▶ _Passage_:
####

Anne Herbert, 69 – Stage 4 Breast Cancer Survivor

Anne Herbert, 69 – Stage 4 Breast Cancer Survivor
I believe a positive attitude makes a difference in your prognosis and can bring about a positive outcome.

Of course, the right medical treatment is critical on the journey to wellness, but oncologist Dr. Neel Shah, FACP at Northwest Cancer Center in Dyer, IN noted there is something to be said about having a positive outlook.

“Being positive decreases stress, which decreases inflammation in the body,” he noted. “It’s not enough by itself but it does have a medical basis.”

Anne’s optimism helped her get through a rough patch. In March 2017, the retired MCI Telecommunications employee felt a lump in one of her breasts. She visited her primary care physician, who immediately sent her for a mammogram and a biopsy.

An appointment was scheduled for Anne at Northwest Cancer Center the morning of April 27, 2017, and she was asked to bring along a close relative. Anne’s mother accompanied her, and it was then that Anne received a shocking diagnosis: Stage 4 breast cancer. She had cancer in both breasts, which had metastasized to her lymph nodes, liver, lungs, and bones.

####

Natural-language object grounding lines

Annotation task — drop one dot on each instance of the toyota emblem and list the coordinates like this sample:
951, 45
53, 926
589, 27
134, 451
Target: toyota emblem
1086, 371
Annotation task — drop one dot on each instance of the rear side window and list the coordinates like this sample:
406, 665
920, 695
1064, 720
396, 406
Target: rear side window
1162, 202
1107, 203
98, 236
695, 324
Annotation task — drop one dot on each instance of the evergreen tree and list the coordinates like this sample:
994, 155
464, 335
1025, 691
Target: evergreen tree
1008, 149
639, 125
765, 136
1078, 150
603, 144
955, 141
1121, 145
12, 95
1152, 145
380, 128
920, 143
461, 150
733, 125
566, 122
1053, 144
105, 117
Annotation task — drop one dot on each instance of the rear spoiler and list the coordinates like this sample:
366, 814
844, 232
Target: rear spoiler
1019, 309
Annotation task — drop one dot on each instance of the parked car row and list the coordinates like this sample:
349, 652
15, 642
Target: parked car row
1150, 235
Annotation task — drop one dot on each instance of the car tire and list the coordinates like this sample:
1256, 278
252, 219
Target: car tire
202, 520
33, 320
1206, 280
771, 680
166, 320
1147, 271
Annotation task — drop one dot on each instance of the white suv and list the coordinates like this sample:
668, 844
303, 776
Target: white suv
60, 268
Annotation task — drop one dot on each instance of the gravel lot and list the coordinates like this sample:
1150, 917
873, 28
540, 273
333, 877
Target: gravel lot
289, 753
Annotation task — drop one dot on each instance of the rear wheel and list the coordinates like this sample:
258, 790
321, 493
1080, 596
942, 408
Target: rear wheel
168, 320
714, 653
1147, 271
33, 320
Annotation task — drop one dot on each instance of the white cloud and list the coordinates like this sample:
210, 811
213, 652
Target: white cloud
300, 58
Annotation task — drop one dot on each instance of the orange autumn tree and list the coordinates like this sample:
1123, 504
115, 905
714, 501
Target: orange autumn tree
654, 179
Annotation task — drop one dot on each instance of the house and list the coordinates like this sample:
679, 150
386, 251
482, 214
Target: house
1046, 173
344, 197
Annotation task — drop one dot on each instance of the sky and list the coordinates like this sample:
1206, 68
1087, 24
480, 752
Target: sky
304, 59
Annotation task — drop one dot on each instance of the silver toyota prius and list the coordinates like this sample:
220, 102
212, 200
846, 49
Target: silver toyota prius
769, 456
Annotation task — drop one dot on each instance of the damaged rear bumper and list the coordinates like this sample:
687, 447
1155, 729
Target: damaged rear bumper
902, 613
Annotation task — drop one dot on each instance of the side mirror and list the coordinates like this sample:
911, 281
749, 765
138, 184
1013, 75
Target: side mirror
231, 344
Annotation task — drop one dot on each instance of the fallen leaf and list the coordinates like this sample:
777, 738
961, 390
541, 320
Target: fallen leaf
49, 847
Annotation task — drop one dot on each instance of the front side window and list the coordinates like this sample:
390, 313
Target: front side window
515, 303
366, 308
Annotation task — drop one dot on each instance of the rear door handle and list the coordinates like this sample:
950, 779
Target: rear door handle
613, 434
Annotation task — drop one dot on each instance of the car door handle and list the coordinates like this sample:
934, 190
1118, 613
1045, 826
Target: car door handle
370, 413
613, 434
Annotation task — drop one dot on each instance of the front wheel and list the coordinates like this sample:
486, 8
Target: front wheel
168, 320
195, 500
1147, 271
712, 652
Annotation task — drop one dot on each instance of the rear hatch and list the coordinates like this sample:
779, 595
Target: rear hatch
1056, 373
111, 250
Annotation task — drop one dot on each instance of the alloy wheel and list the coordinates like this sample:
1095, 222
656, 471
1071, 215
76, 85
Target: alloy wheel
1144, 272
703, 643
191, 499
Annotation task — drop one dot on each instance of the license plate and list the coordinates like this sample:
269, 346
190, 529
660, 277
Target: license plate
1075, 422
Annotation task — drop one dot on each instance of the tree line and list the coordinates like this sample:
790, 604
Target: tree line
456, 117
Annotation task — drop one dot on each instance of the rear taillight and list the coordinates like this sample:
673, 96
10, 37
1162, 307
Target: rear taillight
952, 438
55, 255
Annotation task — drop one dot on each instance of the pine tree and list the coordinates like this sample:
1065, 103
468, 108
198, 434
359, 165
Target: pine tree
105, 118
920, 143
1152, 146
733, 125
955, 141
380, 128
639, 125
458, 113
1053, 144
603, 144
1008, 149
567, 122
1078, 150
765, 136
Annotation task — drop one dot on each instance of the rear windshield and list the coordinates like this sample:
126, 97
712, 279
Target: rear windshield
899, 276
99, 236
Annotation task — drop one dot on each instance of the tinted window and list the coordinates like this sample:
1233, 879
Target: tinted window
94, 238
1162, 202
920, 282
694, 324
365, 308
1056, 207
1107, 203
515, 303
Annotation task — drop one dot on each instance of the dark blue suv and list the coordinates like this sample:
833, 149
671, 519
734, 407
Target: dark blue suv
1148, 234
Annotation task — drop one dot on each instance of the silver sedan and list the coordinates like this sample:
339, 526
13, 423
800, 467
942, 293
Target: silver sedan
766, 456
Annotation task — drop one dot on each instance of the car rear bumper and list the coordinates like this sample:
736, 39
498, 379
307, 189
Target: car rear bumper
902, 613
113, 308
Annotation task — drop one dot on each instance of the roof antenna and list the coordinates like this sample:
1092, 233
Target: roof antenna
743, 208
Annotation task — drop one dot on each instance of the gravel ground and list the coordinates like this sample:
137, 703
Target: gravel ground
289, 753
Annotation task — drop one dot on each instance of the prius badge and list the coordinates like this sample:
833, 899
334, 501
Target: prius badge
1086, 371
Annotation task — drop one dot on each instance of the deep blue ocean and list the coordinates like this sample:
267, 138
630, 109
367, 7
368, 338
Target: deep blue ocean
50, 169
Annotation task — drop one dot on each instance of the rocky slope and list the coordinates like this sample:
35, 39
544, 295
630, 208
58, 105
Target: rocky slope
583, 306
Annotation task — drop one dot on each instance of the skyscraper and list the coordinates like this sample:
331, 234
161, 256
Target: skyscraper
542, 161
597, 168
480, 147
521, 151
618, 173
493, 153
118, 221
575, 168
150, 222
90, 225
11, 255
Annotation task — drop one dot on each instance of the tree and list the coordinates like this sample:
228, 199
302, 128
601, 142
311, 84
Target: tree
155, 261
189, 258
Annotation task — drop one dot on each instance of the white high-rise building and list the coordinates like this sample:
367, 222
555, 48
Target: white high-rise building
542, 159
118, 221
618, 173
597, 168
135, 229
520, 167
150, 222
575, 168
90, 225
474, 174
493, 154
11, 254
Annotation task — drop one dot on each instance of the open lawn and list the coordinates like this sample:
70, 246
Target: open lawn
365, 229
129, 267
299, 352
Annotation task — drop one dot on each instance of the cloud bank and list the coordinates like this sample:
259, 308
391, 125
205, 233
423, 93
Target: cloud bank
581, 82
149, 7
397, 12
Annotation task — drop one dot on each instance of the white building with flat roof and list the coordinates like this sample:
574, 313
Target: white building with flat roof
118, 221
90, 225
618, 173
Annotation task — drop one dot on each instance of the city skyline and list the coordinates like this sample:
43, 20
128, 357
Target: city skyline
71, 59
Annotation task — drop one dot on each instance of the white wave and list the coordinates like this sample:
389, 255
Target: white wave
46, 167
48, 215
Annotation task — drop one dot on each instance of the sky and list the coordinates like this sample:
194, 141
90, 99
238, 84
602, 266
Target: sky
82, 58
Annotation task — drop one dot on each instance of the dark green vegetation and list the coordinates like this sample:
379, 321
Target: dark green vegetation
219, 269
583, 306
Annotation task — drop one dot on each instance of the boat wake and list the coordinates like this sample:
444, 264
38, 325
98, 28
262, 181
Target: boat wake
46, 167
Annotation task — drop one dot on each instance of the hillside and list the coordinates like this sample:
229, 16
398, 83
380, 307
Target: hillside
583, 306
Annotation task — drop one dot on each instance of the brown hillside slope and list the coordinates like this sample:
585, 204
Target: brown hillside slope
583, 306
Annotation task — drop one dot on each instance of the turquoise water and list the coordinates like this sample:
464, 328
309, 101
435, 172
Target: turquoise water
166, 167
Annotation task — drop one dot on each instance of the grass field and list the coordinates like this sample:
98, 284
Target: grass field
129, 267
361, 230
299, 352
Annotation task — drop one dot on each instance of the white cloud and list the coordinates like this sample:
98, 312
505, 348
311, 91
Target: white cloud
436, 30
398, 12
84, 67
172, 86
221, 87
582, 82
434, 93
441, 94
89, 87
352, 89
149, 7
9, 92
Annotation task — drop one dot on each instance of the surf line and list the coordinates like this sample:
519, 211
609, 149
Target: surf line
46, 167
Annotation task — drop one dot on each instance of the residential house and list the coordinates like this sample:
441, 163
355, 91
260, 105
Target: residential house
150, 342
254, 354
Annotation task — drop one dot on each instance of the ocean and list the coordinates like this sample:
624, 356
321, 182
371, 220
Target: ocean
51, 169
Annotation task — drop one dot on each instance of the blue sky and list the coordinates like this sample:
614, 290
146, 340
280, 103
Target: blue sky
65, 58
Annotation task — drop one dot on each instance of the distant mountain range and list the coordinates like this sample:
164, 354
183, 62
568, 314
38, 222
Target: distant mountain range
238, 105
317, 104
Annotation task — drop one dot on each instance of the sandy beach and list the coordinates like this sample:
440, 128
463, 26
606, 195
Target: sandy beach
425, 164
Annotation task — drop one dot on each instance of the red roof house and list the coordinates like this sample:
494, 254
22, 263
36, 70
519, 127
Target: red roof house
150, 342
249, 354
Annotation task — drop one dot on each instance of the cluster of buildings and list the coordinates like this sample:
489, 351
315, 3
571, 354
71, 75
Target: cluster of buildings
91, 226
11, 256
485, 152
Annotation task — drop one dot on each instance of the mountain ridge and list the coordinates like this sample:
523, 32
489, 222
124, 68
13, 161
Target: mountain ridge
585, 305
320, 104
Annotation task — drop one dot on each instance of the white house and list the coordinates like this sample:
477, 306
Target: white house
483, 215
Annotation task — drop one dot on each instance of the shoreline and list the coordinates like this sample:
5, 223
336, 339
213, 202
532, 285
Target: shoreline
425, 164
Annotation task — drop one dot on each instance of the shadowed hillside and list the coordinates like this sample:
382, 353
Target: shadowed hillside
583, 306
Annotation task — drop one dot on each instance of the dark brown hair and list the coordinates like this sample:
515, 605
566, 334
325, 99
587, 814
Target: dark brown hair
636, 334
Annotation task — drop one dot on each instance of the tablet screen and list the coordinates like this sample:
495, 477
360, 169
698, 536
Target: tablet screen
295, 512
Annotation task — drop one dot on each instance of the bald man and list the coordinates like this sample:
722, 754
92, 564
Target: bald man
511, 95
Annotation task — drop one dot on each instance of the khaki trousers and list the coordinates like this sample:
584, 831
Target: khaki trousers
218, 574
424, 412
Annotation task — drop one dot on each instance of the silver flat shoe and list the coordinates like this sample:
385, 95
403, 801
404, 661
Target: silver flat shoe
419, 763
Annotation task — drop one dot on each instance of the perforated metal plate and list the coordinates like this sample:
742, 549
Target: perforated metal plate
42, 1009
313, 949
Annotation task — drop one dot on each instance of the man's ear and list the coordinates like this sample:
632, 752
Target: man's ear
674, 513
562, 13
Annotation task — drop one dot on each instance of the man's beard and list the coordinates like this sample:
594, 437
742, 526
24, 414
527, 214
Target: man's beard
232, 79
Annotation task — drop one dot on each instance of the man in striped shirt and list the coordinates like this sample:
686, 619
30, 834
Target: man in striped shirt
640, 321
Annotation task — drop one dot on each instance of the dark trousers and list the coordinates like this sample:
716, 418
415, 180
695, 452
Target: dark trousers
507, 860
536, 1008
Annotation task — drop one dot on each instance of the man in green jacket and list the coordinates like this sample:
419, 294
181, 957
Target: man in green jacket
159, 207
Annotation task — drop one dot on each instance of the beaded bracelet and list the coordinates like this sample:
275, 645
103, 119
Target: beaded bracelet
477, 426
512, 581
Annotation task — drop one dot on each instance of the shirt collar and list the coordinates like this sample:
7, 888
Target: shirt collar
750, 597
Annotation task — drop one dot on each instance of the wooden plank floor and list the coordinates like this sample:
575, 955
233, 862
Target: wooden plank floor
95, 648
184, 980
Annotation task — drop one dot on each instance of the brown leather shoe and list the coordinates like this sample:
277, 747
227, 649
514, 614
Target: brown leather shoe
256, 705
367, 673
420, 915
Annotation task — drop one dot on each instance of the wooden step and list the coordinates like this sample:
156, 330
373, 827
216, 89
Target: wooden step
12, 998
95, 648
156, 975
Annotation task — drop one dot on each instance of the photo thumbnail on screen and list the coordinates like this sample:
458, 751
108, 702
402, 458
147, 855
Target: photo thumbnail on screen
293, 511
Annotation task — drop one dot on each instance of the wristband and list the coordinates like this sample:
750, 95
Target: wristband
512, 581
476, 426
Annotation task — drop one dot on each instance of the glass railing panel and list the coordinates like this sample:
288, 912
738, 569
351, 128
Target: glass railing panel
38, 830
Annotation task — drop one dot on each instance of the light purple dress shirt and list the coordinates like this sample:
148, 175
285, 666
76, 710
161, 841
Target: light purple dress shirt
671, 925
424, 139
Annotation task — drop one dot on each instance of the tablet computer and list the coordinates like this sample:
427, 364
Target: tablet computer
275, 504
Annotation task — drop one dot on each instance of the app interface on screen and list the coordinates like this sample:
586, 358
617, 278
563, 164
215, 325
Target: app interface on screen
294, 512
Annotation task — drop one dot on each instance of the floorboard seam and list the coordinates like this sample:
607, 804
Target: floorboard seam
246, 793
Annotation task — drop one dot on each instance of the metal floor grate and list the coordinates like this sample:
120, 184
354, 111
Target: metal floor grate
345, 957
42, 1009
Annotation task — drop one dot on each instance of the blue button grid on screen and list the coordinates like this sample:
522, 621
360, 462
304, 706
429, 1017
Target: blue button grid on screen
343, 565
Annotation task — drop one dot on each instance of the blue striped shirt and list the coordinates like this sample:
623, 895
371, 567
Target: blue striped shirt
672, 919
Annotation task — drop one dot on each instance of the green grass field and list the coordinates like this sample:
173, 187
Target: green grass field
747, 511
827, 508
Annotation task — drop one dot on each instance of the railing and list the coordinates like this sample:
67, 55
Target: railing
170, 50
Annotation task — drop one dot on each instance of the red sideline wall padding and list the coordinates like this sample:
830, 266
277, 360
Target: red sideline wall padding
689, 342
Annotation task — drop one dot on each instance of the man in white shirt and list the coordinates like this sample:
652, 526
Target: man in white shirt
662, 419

####

▶ _Required work_:
1. In the profile of Anne Herbert, rewrite the paragraph beginning "An appointment was scheduled for Anne" more briefly, keeping its main facts.
2. Carry on the profile of Anne Herbert from the point where it stops.

▶ _Task responses_:
1. On the morning of April 27, 2017, Anne had an appointment at Northwest Cancer Center and was asked to bring a close relative. With her mother there, she learned she had Stage 4 breast cancer in both breasts, which had spread to her lymph nodes, liver, lungs, and bones.

2.
“The paradox was that she felt completely fine,” said Dr. Shah. “However, she hadn’t gone for a mammogram in three years. As one in every seven women will get breast cancer in their lifetime, yearly mammogram screenings are very important, especially for early detection.”

Anne told Dr. Shah that she wasn’t going to let her diagnosis stop her very busy and active life. Though initially a port was inserted, Dr. Shah determined that chemotherapy and radiation were not the best options, because the cancer had spread. Instead, he looked at the specific characteristics of Anne’s tumor and started her on a targeted therapy – Cyclin-dependent kinase inhibitor, also known as the drug Ibrance, which was a new treatment at the time. Since Anne tested positive for estrogen, Dr. Shah also prescribed Letrozole, a non- steroidal aromatase inhibitor which lowers estrogen production.

“I was told I couldn’t be cured, but I could be treated,” said Anne. “When I found out that the price of my medications was $500 for a one-month supply, I wasn’t sure my insurance would pay. Thank goodness for Dr. Shah, who went to the manufacturer and I was put on a program to get my medication free of charge.”

After just three months, Anne’s test results showed the cancer in her lungs, bones and liver were gone. The cancer was significantly reduced in her lymph nodes and breasts, so she could move forward with surgery.

“In just a few months, Anne’s lump was gone, and her scans were clean. She achieved complete remission,” noted Dr. Shah.

“Dr. Shah and my surgeon couldn’t believe it. They hadn’t seen anyone react so positively in such a short time,” said Anne. “Dr. Shah took my case to a doctors’ convention, and everyone there agreed it was ‘a miracle’.”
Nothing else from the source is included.